**Given instruction**.
Which lines run from the one containing "Q: report a point for each instance of the halved" to the end of the entries? Quote them exactly, and nothing else.

[START Given records]

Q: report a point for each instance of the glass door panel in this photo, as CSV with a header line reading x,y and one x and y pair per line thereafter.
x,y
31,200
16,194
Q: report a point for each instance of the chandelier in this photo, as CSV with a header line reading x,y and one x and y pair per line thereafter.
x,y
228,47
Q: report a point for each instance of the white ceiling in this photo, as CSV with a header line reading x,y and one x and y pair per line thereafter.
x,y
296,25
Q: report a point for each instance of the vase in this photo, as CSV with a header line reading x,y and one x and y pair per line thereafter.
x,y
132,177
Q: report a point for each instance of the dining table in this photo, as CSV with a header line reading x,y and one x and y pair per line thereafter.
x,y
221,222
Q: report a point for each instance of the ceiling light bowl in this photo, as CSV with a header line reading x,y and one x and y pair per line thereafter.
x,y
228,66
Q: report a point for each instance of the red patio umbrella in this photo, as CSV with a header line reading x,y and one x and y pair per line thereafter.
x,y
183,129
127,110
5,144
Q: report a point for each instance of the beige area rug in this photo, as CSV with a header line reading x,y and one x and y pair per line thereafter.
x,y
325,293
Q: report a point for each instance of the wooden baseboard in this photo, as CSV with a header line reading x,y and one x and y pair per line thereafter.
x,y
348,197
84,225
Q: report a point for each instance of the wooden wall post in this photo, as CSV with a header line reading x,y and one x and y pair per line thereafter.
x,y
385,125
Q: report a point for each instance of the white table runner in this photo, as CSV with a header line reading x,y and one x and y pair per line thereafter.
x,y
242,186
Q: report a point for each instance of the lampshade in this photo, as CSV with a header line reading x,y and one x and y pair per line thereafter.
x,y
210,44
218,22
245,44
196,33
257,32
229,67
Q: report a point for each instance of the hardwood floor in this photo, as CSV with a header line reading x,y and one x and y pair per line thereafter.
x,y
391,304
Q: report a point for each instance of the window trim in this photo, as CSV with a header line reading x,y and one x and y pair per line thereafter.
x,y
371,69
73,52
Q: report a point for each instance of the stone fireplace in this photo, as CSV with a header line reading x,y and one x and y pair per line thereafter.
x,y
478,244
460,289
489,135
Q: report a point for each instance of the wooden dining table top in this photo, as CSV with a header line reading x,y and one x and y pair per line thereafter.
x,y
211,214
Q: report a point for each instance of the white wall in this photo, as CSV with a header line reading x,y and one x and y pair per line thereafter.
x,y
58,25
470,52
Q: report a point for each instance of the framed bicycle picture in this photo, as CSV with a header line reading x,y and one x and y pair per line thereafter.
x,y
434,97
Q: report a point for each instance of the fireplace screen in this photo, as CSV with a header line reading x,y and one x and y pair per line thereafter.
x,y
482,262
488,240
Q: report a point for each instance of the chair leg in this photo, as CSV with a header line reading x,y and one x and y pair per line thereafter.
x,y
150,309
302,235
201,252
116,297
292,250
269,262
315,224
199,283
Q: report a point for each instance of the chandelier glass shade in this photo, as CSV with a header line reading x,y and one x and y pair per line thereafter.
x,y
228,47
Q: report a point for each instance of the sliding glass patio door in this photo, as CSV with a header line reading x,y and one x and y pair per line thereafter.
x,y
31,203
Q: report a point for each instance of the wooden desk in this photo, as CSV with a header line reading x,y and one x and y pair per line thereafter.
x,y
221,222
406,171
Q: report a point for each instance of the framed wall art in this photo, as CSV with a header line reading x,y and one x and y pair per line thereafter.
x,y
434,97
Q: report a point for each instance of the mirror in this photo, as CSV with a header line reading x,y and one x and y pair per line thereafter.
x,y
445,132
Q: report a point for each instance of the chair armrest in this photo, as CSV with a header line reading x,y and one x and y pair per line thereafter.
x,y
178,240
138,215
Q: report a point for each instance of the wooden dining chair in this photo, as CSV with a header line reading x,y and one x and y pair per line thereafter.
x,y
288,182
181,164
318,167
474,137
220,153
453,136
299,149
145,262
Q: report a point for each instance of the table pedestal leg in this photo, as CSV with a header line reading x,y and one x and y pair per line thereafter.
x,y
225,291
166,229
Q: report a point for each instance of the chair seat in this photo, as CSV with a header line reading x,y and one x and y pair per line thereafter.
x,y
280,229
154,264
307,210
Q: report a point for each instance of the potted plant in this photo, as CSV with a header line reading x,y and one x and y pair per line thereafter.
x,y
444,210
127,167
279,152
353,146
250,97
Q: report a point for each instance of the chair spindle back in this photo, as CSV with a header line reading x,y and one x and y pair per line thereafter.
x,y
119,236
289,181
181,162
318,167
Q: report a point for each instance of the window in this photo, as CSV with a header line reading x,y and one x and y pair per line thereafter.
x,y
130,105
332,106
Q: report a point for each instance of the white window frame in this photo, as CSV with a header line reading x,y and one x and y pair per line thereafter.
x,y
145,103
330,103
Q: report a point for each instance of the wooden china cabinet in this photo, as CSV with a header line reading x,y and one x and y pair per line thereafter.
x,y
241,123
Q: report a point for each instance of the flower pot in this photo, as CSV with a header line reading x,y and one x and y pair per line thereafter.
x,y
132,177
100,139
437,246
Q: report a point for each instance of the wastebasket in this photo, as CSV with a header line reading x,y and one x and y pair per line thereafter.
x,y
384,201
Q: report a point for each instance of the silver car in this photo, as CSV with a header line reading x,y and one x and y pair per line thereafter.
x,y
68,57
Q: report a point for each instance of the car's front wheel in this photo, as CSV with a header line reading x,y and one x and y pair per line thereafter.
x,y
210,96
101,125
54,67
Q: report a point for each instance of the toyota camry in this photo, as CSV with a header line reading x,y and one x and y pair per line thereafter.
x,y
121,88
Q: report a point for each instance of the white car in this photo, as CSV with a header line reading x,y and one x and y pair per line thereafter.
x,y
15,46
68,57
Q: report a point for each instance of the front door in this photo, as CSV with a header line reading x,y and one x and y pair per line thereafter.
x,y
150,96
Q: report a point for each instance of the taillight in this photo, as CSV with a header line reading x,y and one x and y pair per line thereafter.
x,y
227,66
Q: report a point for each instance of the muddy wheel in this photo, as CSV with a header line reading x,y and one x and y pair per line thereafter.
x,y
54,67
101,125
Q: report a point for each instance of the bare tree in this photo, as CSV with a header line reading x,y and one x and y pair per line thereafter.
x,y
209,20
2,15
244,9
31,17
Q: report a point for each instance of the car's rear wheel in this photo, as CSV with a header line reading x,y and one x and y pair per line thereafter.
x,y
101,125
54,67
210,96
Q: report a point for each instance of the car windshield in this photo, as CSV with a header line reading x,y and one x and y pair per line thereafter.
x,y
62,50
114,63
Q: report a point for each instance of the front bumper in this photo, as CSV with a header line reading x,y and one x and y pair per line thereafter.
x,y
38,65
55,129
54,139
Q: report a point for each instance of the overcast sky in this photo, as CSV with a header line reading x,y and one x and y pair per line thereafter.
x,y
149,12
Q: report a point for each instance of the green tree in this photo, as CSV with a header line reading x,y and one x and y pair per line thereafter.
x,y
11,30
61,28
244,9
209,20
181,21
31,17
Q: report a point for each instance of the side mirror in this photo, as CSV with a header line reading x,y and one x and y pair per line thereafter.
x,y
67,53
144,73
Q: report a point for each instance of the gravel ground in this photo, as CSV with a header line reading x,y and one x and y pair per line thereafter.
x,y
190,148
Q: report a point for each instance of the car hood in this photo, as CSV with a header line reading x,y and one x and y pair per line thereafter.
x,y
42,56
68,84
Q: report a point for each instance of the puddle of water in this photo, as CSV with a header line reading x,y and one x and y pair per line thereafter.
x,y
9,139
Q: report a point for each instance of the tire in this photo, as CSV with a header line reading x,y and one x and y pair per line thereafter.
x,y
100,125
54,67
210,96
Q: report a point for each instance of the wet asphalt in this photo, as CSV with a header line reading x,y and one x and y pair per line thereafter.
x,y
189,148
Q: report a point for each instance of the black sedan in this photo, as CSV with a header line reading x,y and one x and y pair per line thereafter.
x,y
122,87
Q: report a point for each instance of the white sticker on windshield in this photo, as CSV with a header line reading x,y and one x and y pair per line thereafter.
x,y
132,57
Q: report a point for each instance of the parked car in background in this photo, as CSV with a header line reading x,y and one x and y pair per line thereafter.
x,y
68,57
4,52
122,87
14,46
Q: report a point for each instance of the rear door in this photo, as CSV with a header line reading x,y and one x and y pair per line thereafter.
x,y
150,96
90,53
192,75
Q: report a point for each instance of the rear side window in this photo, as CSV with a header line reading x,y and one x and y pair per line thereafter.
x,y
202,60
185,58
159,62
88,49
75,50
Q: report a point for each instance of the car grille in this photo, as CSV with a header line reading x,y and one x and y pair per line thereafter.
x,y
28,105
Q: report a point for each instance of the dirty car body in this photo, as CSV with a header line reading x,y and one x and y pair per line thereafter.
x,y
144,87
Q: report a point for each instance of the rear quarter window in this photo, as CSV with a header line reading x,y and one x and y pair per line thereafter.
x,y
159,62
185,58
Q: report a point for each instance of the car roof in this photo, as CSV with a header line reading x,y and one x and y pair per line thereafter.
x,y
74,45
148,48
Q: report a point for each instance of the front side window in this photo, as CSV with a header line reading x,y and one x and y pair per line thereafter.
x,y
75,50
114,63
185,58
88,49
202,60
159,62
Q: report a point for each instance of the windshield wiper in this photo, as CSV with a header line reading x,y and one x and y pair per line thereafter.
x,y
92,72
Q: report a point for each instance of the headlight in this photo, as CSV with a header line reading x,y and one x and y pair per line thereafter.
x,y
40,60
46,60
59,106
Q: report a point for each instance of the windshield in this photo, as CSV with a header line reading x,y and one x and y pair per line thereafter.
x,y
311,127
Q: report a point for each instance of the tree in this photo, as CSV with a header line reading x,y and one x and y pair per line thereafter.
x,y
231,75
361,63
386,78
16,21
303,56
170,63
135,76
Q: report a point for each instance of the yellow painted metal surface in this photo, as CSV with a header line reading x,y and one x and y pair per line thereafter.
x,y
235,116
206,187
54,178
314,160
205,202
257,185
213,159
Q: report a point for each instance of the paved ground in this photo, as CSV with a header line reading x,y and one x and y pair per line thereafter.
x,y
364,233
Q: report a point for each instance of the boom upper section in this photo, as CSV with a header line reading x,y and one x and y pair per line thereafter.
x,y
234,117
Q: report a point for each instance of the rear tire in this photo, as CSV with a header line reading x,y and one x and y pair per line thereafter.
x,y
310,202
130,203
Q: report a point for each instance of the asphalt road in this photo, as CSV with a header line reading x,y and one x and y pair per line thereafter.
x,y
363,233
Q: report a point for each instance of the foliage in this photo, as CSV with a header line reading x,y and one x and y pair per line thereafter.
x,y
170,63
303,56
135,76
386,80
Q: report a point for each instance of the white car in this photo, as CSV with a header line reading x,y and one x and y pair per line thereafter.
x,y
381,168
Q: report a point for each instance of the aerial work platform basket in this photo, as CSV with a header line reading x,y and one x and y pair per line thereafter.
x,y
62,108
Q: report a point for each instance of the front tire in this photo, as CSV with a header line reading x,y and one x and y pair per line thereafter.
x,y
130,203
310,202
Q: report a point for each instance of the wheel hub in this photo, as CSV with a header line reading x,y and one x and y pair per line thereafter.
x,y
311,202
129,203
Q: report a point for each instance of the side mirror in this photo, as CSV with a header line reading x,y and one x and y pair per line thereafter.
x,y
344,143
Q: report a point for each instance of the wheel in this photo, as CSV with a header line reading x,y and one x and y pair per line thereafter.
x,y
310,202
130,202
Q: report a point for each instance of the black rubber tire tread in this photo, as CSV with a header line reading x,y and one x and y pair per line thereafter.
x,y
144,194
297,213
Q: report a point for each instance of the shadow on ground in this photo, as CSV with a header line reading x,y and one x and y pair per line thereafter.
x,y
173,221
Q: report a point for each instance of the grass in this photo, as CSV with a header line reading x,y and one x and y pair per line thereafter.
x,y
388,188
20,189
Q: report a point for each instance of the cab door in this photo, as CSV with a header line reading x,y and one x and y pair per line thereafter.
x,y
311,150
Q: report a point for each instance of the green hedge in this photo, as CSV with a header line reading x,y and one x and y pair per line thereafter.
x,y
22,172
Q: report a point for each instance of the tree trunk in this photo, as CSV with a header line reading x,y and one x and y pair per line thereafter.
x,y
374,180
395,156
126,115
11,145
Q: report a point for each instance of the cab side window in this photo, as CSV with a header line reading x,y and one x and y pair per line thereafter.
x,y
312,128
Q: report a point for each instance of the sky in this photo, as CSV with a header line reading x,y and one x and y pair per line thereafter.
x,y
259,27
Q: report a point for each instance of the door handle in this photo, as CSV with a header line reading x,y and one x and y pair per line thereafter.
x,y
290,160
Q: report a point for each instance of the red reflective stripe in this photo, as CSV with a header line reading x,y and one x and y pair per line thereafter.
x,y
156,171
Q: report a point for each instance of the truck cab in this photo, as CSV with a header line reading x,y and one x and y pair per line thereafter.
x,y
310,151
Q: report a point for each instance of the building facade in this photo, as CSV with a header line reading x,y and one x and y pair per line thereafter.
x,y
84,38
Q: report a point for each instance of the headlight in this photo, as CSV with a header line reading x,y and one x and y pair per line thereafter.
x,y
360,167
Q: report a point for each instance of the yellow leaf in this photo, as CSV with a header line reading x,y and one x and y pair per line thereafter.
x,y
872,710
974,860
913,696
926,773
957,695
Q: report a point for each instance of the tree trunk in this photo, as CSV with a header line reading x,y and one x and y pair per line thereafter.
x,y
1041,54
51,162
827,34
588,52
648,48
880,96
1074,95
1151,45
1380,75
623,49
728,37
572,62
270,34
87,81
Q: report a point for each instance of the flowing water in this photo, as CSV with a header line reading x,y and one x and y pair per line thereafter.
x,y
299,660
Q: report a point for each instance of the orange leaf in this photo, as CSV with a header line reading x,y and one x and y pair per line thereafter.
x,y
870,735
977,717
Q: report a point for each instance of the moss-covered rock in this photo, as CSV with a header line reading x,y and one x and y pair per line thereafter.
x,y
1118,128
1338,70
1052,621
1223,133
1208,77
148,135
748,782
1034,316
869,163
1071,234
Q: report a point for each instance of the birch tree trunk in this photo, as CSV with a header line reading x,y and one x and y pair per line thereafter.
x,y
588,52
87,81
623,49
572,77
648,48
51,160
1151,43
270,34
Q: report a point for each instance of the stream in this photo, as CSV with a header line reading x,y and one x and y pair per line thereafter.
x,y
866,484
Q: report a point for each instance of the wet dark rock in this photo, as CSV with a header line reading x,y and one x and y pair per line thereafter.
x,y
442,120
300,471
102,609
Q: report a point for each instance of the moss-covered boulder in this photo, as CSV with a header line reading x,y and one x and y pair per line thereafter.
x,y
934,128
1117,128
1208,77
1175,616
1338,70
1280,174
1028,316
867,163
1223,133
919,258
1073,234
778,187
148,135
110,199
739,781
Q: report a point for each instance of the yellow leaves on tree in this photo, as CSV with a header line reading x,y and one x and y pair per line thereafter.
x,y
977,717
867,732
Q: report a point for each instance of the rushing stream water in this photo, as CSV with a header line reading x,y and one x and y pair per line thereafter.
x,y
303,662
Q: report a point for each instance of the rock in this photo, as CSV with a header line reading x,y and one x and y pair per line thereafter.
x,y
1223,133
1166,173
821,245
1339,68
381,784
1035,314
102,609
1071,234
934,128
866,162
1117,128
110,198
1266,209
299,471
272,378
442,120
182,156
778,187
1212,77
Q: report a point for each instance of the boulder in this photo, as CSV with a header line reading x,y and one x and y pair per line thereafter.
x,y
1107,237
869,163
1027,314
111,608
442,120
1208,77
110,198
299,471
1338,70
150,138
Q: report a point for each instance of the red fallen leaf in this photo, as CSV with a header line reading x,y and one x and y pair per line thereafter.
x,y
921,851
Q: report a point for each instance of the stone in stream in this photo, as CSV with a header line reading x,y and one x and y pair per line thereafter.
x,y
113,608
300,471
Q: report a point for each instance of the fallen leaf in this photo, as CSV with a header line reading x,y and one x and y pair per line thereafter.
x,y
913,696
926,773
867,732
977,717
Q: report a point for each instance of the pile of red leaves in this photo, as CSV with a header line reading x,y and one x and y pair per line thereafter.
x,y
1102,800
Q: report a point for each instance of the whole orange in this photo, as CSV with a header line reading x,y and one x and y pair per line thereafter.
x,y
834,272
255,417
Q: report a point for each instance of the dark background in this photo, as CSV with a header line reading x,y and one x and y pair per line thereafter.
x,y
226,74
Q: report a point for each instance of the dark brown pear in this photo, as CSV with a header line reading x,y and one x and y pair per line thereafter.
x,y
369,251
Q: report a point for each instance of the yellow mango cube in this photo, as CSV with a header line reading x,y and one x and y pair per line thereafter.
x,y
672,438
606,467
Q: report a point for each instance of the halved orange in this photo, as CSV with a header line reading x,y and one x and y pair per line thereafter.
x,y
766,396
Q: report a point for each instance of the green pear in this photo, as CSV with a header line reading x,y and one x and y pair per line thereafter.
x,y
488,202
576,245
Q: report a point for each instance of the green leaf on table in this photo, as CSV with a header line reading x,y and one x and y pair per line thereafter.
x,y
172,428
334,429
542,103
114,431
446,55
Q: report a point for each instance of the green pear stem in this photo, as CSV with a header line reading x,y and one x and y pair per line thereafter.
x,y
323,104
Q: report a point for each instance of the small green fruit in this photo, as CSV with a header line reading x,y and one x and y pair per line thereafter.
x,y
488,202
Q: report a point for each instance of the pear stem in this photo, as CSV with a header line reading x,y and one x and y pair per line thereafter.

[END Given records]

**Written solution**.
Q: report a point for each instance of the halved orange in this photo, as CSV with a header line reading x,y and one x and y pair per line thereafter.
x,y
766,396
Q: report a point for each instance of the green pear in this photo, as CSV with a header line reading x,y and one x and y pair per line thereafter.
x,y
488,202
576,245
Q: report a point for each instance of the green leaf on table in this photo, as CSV with a header line reading x,y and one x and y pair per line thereafter.
x,y
172,428
334,429
542,103
114,431
446,55
Q: report a point for each instance of the green pear stem in this photo, as CSV with a header line reading x,y and one x and y pair per line thereafter.
x,y
323,104
Q: report a point for each instance of the small green fruit in this photo, as CSV with a header line reading x,y and one x and y pair per line thereafter.
x,y
488,202
Q: report a point for each instance of the pear stem in this photo, as CSV with a header line reading x,y and one x and y pair per line thereafter.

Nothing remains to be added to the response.